[Collection entries]
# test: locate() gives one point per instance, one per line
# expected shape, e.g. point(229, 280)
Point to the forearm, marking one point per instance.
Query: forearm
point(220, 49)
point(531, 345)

WHAT YOU NEED TO DO: Repeat all the entries word for word.

RESPONSE TO THE EXERCISE:
# test: locate() gives one point per instance, one per line
# expected shape, e.g. point(229, 280)
Point to the forearm, marking one point per instance.
Query: forearm
point(220, 49)
point(531, 345)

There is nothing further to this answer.